What the exercise asks:
Pull out every line of the entries below that contains the word "mask", and copy each one. Matches must have the same upper and lower case.

# START OF Information shown

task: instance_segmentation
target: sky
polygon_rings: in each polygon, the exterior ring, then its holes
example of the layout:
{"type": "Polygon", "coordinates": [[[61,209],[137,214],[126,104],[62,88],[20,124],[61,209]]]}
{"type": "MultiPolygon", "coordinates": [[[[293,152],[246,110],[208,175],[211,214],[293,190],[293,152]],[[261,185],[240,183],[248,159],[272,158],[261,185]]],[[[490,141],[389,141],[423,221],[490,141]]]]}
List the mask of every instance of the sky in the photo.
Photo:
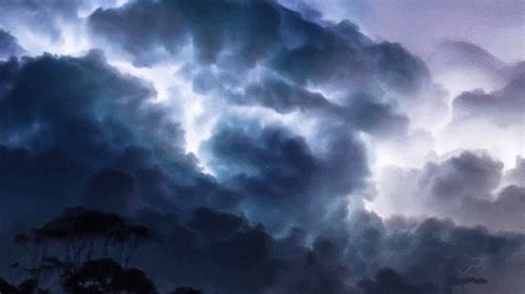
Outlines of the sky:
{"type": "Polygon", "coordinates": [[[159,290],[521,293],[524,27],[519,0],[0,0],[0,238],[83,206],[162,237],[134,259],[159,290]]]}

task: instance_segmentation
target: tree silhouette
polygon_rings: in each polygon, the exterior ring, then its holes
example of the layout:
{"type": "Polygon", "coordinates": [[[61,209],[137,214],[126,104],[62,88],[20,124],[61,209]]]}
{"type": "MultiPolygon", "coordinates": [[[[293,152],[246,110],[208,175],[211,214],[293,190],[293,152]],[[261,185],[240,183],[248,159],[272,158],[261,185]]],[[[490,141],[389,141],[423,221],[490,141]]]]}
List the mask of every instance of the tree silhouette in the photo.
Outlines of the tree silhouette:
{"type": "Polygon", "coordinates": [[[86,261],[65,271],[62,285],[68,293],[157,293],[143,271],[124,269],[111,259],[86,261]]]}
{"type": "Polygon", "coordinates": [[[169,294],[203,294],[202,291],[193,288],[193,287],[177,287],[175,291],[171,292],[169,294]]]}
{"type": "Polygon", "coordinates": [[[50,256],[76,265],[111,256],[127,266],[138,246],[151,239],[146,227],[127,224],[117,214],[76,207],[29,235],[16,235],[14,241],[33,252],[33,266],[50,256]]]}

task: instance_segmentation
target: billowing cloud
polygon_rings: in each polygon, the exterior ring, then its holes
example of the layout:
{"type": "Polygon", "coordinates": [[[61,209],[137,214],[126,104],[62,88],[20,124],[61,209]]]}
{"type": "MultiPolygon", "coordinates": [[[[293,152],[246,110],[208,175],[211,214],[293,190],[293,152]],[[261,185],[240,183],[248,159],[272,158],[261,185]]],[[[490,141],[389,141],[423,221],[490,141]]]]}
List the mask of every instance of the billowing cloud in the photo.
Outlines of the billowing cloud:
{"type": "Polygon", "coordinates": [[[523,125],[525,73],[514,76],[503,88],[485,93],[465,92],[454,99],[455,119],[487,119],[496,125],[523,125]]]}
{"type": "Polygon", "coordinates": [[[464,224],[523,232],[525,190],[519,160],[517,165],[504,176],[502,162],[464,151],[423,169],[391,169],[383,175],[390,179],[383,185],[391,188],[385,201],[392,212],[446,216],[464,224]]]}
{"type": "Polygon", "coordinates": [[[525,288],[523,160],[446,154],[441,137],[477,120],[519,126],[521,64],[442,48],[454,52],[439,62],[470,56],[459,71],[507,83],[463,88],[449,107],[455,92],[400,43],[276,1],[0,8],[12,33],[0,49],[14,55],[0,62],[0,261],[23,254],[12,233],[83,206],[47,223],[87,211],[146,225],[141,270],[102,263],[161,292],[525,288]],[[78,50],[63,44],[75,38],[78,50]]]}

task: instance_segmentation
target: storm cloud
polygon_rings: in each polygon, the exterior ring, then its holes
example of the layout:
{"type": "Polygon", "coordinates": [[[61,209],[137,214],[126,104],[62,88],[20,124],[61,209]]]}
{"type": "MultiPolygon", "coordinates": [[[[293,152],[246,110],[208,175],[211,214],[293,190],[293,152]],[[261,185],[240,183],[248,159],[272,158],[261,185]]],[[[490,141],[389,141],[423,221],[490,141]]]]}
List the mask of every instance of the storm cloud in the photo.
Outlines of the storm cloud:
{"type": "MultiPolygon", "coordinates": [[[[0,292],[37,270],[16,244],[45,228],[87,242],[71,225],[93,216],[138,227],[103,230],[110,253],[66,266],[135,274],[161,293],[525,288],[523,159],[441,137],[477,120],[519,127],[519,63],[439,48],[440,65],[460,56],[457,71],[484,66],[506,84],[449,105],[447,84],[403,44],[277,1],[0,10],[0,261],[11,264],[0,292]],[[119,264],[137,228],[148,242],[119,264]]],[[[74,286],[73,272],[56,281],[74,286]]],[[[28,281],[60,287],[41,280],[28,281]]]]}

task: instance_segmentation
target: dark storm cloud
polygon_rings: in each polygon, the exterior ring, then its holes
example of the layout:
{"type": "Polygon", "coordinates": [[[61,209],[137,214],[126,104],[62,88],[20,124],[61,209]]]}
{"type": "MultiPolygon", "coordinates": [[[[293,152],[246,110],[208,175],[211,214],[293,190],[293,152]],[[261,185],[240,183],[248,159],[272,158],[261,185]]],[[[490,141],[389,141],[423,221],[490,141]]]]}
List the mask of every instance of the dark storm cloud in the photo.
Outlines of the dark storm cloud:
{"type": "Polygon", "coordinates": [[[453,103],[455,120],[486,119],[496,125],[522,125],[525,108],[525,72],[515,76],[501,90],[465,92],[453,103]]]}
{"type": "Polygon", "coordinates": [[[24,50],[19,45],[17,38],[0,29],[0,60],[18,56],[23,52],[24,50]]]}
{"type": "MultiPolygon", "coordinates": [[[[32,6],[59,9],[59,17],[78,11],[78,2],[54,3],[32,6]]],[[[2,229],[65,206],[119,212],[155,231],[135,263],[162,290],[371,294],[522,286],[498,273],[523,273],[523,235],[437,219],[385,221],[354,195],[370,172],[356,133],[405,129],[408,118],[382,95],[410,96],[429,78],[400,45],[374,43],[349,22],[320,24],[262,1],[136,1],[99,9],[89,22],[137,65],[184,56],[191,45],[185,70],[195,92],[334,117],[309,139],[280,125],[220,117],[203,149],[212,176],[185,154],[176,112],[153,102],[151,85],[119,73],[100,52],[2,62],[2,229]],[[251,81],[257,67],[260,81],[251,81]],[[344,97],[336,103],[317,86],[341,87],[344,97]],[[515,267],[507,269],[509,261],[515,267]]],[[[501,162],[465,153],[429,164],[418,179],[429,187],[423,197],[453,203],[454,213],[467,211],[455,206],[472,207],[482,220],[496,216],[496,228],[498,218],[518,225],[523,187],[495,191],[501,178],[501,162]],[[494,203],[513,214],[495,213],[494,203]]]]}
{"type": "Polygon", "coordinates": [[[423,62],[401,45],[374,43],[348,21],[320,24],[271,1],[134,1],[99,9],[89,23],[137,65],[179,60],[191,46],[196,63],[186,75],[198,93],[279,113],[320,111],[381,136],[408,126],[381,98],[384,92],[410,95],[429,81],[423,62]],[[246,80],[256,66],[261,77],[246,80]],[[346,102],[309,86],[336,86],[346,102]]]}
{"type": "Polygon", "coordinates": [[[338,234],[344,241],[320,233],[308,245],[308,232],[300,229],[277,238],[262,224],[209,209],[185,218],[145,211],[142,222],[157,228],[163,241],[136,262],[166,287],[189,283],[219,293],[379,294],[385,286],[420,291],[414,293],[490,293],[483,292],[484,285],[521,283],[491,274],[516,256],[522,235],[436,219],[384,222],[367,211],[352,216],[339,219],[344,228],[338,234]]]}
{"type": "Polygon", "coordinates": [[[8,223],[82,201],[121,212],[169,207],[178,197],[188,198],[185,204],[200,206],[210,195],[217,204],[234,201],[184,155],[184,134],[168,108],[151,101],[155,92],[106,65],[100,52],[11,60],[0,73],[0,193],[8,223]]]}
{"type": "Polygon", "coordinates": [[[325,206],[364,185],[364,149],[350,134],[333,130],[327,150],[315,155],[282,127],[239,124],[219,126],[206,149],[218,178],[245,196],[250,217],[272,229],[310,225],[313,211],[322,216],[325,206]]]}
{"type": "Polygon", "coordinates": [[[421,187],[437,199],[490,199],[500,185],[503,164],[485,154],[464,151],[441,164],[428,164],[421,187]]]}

# END OF Information shown

Finished task:
List the mask of every instance of the sky in the photo.
List the mask of every instance of the tree silhouette in the photo.
List the mask of every instance of the billowing cloud in the photo.
List the mask of every instance of the storm cloud in the photo.
List the mask of every instance of the dark storm cloud in the photo.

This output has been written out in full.